— TASK REQUIREMENTS —
Pull out every line of the listing below that contains the string "crowd", matching case exactly.
--- INPUT ROWS ---
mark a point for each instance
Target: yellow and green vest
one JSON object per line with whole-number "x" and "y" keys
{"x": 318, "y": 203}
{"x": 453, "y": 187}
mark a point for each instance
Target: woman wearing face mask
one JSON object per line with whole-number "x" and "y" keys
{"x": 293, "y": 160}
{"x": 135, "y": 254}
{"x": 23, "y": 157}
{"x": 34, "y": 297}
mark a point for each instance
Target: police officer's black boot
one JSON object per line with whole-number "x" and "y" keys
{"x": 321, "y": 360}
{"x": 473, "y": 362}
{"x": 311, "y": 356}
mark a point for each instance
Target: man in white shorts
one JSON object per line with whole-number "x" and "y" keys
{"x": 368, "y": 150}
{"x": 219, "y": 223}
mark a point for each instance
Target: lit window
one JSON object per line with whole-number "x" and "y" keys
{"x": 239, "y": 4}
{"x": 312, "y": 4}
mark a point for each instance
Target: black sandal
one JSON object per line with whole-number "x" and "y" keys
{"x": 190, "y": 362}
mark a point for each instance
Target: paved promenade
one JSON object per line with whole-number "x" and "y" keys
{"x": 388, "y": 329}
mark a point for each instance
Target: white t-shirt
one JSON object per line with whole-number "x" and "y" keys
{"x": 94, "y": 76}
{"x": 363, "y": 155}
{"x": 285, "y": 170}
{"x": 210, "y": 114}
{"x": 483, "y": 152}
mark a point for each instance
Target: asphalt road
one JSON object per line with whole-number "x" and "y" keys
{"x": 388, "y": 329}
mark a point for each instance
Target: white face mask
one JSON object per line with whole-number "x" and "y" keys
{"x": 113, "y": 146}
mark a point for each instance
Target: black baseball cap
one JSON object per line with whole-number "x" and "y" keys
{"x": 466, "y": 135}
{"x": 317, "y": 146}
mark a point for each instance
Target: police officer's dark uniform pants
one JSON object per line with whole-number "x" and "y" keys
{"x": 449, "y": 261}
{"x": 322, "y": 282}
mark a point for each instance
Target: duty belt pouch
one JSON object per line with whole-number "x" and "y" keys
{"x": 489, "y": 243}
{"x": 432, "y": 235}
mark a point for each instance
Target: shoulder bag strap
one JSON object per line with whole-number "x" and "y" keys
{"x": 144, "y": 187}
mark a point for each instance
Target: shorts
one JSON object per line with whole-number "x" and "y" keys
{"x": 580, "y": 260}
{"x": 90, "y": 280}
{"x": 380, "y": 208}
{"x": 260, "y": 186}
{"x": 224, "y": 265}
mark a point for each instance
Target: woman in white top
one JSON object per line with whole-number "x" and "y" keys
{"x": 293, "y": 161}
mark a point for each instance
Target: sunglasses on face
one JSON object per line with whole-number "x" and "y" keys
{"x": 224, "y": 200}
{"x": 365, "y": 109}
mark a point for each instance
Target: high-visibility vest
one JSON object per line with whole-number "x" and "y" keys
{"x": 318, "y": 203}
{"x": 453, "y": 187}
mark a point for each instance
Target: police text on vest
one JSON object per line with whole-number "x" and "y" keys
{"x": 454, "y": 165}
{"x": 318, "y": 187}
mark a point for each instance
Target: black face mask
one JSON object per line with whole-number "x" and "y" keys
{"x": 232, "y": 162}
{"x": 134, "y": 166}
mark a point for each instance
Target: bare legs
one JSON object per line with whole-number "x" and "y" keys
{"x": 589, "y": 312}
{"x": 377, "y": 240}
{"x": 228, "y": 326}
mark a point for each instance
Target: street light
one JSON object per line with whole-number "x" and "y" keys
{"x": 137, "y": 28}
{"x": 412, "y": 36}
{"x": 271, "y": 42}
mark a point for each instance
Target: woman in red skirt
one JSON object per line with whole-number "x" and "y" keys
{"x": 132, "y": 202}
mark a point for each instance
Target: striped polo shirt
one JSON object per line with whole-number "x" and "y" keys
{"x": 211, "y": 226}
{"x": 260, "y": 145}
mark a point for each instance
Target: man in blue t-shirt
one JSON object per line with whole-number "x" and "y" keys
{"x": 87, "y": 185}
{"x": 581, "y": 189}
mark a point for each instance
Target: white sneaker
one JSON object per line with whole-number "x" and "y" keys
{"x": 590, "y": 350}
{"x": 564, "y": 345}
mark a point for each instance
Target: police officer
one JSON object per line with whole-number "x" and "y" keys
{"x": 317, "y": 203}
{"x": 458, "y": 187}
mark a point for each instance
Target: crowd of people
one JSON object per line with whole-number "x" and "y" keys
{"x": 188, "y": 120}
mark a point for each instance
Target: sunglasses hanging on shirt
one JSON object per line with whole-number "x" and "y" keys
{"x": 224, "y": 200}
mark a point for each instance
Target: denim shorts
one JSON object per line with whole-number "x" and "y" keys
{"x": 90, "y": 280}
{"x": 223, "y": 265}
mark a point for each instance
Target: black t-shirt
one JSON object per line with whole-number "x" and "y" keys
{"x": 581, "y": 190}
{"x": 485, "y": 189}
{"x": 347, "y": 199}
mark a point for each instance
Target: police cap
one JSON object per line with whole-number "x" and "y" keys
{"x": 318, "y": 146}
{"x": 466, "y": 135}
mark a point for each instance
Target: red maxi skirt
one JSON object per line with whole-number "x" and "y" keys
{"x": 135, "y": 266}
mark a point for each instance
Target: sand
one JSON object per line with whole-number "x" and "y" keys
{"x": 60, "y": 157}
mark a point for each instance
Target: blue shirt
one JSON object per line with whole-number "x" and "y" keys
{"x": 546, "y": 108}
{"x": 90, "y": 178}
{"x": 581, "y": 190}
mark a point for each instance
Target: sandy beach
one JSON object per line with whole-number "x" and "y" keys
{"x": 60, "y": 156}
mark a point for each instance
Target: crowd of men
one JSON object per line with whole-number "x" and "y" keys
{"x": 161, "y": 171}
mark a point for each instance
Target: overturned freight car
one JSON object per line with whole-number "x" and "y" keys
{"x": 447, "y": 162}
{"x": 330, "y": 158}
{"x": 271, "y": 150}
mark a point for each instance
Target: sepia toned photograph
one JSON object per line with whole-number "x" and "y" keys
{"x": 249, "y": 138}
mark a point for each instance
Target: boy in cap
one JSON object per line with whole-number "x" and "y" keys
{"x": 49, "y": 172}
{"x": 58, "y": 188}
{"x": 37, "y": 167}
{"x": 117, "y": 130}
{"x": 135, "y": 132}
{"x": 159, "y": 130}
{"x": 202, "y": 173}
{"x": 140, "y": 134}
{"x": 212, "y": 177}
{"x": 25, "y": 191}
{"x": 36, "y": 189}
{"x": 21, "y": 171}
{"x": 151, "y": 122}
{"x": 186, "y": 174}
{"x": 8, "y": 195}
---
— TASK OUTPUT —
Target: crowd of people
Target: crowd of men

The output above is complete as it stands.